練習問題>
1 – TRIZの文章から、「つまり、自分たちが抱えている」から「の磁気信号に進化しています。」までを、両端の語句も含めて正確に抜き出しなさい。
2 – TRIZの文章で、分割原理というパターンを利用したものの例として挙げられているのは何か。
*** 読解用抜粋 ***
われわれはTRIZをどう理解し改善したか?

 先に述べたように、TRIZとは問題解決のための思考プロセスです。先人たちが優れたアイデアを生み出した思考パターンを借用して、自分の問題解決に役立てようというものです。それは、一般的には図1のように理解されています。

図1
図1 TRIZの基本構造

 そこには、大きく以下の3つの思想があります。

  • (a)問題解決のパターンは、産業・科学の分野を超えて繰り返されている。
  • (b)技術システムの進化は、産業・科学の分野を超えて繰り返されている。
  • (c)技術革新は、当該分野以外の科学的法則から実現される。

 つまり、自分たちが抱えている問題について、自分たちの知識経験の中だけで解決策を探すのではなく、他分野の知識経験も参考にすることで、解決アイデアの幅も広がり、質も高まるという考え方ですね。

 例えば、分割原理というパターンを利用したものは、例えば分解式の釣り竿(ざお)や組み立て式の家具、コーヒー用のシュガースティックなどいろんな分野(業界)を横断して活用されています。また、社会的インパクトの大きな技術革新は、機械式でピックアップの振動を電気信号に変換していたものが、CDやDVDなどのレーザー信号を電気信号に変化することで音質の劣化を防ぐことができる音楽プレーヤーに例を見ることができますね。いまは、さらにiPodを代表とするフラッシュメモリなどの磁気信号に進化しています。
*** 資料一覧 ***
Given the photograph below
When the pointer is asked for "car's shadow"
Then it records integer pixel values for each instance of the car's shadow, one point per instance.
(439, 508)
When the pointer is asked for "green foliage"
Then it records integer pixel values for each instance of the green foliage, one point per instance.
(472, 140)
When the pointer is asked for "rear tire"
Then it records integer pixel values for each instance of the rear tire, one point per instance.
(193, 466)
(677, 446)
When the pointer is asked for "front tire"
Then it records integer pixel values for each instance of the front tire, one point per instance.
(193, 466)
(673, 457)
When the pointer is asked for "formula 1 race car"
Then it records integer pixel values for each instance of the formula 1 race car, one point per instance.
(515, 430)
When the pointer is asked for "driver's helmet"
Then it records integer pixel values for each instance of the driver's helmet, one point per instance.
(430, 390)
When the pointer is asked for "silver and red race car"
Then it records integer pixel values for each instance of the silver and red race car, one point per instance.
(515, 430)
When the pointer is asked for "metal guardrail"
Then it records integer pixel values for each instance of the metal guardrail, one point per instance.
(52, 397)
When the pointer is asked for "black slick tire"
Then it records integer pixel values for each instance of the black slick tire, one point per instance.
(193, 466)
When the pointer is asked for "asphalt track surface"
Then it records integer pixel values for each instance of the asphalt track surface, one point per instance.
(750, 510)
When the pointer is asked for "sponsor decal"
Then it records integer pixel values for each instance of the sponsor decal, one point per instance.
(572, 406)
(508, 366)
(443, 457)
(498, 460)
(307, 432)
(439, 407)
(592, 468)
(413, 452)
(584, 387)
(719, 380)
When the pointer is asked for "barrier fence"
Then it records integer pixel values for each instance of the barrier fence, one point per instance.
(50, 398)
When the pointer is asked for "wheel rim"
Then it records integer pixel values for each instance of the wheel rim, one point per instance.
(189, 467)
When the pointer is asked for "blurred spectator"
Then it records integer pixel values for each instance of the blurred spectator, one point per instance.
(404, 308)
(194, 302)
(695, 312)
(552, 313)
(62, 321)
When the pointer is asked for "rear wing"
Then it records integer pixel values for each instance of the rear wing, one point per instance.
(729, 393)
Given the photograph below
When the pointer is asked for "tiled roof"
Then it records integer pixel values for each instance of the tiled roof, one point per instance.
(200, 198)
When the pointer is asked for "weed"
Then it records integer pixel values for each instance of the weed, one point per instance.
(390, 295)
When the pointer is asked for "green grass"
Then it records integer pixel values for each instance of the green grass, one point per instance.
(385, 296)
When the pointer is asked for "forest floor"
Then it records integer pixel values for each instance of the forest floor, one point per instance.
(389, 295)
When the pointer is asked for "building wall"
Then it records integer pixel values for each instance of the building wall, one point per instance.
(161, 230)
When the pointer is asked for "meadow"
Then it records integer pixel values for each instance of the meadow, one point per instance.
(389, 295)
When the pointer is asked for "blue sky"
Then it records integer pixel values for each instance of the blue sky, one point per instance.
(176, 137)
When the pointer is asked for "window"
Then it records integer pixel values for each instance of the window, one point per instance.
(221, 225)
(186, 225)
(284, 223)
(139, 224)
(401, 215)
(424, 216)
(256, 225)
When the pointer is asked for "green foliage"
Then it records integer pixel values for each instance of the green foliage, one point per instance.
***
*** 資料一覧 ***
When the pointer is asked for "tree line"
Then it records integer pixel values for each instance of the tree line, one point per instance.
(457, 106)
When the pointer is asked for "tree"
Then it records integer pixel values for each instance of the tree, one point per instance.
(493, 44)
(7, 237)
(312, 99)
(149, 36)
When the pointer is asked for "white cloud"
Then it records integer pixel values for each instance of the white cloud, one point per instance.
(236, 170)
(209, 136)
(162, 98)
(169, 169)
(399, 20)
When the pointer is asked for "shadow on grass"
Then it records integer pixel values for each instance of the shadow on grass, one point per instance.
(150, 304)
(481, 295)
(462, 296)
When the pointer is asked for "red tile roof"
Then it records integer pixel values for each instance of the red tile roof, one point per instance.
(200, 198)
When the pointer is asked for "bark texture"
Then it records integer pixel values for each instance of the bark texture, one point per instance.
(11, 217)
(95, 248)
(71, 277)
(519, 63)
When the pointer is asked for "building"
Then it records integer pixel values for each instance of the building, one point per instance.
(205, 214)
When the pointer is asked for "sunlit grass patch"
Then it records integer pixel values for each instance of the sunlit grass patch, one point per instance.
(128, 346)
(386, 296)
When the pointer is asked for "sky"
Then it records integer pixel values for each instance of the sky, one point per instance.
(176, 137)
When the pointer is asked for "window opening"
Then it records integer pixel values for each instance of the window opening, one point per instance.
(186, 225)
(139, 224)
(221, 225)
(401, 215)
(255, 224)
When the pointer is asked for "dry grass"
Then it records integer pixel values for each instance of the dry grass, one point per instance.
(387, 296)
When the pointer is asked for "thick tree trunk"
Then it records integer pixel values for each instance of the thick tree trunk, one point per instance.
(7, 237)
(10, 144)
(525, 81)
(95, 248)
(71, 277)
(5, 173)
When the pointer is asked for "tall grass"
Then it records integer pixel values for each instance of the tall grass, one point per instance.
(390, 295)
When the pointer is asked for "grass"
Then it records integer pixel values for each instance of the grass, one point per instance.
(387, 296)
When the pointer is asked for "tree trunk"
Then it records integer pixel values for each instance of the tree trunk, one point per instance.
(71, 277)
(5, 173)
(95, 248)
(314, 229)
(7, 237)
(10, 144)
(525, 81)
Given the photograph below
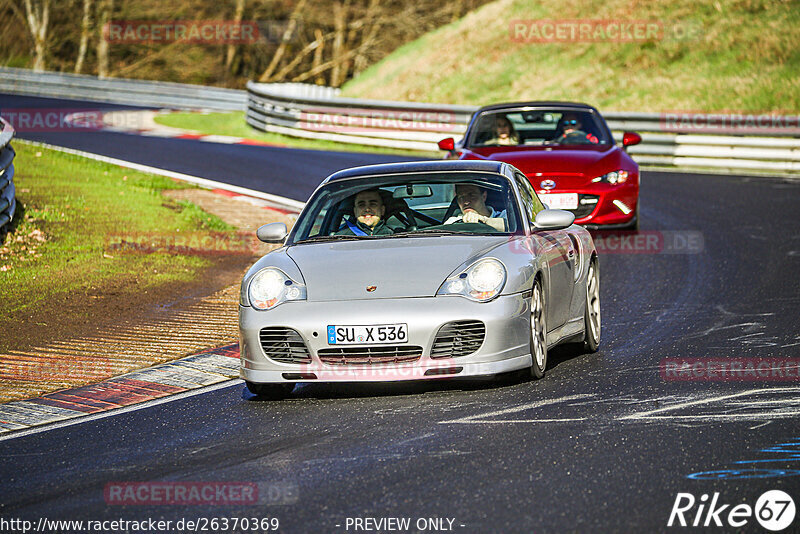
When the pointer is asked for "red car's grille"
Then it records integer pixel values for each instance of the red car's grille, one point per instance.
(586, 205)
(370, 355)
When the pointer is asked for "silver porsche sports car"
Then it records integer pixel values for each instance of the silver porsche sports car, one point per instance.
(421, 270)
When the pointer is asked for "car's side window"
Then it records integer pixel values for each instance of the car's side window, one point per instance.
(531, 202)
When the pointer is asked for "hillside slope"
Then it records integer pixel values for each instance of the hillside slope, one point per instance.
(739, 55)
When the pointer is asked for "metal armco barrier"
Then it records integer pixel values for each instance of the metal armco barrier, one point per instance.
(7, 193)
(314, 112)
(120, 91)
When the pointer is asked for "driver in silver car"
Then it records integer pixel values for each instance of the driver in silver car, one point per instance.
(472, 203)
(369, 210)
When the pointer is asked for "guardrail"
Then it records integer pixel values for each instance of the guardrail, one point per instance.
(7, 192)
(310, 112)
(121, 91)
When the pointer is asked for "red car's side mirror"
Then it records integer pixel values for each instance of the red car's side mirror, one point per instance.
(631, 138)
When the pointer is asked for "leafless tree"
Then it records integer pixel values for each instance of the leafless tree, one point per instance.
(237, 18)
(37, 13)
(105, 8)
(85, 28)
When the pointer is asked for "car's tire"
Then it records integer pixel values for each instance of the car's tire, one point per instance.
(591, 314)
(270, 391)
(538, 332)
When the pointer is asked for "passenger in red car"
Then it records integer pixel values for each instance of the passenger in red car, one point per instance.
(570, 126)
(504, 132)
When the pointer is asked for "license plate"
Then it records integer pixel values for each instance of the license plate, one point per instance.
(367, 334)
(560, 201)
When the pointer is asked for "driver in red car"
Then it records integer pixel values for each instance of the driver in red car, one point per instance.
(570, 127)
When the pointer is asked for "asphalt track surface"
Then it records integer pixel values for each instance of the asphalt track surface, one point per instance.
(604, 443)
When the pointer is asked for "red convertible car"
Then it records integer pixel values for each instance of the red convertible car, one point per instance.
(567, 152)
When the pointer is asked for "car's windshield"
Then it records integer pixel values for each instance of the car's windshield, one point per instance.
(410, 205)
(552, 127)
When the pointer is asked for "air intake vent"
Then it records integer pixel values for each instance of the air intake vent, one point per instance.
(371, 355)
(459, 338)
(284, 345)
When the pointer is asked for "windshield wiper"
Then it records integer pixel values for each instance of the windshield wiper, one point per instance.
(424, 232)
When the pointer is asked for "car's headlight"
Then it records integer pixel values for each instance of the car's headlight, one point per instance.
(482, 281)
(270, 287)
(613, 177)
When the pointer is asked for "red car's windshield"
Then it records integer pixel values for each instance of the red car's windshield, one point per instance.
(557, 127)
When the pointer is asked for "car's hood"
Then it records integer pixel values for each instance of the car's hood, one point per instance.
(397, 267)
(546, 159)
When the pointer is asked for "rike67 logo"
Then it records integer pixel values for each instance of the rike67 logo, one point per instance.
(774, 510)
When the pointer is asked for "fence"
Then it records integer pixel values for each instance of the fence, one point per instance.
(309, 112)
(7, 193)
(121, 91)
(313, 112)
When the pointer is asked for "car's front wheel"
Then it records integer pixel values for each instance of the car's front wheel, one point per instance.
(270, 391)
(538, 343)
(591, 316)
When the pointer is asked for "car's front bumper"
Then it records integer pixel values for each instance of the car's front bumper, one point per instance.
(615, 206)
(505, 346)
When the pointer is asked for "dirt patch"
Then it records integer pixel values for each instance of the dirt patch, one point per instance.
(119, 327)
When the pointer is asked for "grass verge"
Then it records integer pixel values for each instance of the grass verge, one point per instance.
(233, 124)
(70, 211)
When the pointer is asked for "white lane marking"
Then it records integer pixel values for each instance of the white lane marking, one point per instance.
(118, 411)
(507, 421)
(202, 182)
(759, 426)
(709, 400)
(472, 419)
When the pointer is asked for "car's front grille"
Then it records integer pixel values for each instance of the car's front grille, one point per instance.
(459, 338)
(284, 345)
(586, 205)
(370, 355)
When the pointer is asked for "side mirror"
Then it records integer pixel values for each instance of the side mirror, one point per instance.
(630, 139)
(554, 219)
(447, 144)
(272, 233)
***
解答>
1 –
つまり、自分たちが抱えている問題について、自分たちの知識経験の中だけで解決策を探すのではなく、他分野の知識経験も参考にすることで、解決アイデアの幅も広がり、質も高まるという考え方ですね。

 例えば、分割原理というパターンを利用したものは、例えば分解式の釣り竿(ざお)や組み立て式の家具、コーヒー用のシュガースティックなどいろんな分野(業界)を横断して活用されています。また、社会的インパクトの大きな技術革新は、機械式でピックアップの振動を電気信号に変換していたものが、CDやDVDなどのレーザー信号を電気信号に変化することで音質の劣化を防ぐことができる音楽プレーヤーに例を見ることができますね。いまは、さらにiPodを代表とするフラッシュメモリなどの磁気信号に進化しています。

2 – 分解式の釣り竿、組み立て式の家具、コーヒー用のシュガースティック。